**TEXTO DE LA PÁGINA:**
>>>
II. LA HUMILDAD NOS PRESERVA DE JUZGAR
Aun cuando alguna de las expresiones de esta exhortación pueda
parecer asombrosa al hombre actual, sin embargo, una reflexión atenta
pone de manifiesto cuán actual es para nuestra vida franciscana. En primer
lugar, nos muestra cómo Francisco pensaba realmente con mentalidad
bíblica; y, por otra parte, que sus palabras sólo pueden comprenderse
plenamente a partir de su riqueza bíblica. ¡Son, por tanto, una guía para
una vida según la forma del santo Evangelio! Hay que subrayar, en
particular:
1. ¿Vivimos como siervos de Dios, como siervas de Dios, tal como
tantas veces nos reconocemos ser cuando rezamos los salmos y como lo
exige aquí Francisco? Cuanto más seria y encarecidamente nos planteemos
esta pregunta, tanto más descubriremos cuánta es la distancia que nos
separa de esta exigencia, con qué poca gratitud respondemos a la gracia de
Dios en la realidad de nuestra vida, qué poco contribuimos a que crezcan
en nosotros los dones de Dios en el amor a Dios, hasta qué punto somos
«ladrones» del tesoro de Dios (cf. 2 Cel 99), como describe el mismo
Francisco en otra ocasión: «La carne (el propio yo) es el mayor enemigo
del hombre: no sabe recapacitar nada para dolerse; no sabe prever para
temer; su afán es abusar de lo presente. Y lo que es peor -añadía-, usurpa
como de su dominio, atribuye a gloria suya los dones otorgados al alma,
que no a ella (al propio yo); los elogios que las gentes tributan a las
virtudes, la admiración que dedican a las vigilias y oraciones, los acapara
para sí; y ya, para no dejar nada al alma, reclama el óbolo por las
lágrimas» (2 Cel 134). Por eso hace falta un discernimiento serio y
profundo. ¡Con este discernimiento crece por sí misma la humildad del
siervo de Dios, esa humildad que nos hace modestos y nos preserva de
todo juicio y condena severos!
<<<
**MATERIAL:**
>>>
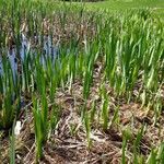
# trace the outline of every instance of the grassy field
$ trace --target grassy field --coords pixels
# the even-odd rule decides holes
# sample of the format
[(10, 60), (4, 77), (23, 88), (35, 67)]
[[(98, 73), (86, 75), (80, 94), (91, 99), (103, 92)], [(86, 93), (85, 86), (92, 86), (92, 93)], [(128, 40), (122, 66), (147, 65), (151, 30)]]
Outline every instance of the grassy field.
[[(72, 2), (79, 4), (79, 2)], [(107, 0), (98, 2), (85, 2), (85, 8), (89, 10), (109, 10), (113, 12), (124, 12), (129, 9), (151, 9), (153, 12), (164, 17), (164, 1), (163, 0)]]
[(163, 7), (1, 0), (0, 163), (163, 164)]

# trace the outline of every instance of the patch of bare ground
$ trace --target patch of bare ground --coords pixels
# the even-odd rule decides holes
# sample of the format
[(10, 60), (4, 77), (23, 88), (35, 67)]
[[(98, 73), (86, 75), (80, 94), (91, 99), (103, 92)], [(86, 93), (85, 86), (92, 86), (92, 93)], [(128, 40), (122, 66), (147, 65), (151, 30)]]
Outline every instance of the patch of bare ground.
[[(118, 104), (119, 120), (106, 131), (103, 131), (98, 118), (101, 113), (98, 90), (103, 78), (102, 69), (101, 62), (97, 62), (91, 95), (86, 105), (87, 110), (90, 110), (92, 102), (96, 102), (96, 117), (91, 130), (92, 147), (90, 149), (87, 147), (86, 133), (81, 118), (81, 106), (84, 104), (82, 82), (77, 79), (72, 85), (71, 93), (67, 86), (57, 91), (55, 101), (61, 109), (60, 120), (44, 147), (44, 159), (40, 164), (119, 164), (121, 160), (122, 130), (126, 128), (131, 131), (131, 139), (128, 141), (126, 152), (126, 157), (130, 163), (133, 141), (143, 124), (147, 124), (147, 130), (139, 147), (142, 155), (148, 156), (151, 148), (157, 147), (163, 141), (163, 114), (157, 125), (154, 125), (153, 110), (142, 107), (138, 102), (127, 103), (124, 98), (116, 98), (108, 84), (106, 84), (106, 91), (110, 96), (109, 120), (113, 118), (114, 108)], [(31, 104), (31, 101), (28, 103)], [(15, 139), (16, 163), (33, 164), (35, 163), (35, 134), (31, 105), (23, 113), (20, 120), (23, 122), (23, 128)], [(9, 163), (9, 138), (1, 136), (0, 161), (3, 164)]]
<<<
**TAREAS PENDIENTES:**
**a)** En el texto sobre la humildad, ¿qué dice Francisco que es la carne (el propio yo) para el hombre?
**b)** Enumera todo lo que, según el texto sobre la humildad, descubriremos cuanto más seriamente nos planteemos si vivimos como siervos y siervas de Dios.
Los registros no intervienen en estas tareas.

**RESPUESTAS POR TAREA:**
**a)** Es el mayor enemigo del hombre.

**b)**
- Cuánta es la distancia que nos separa de esta exigencia.
- Con qué poca gratitud respondemos a la gracia de Dios en la realidad de nuestra vida.
- Qué poco contribuimos a que crezcan en nosotros los dones de Dios en el amor a Dios.
- Hasta qué punto somos «ladrones» del tesoro de Dios.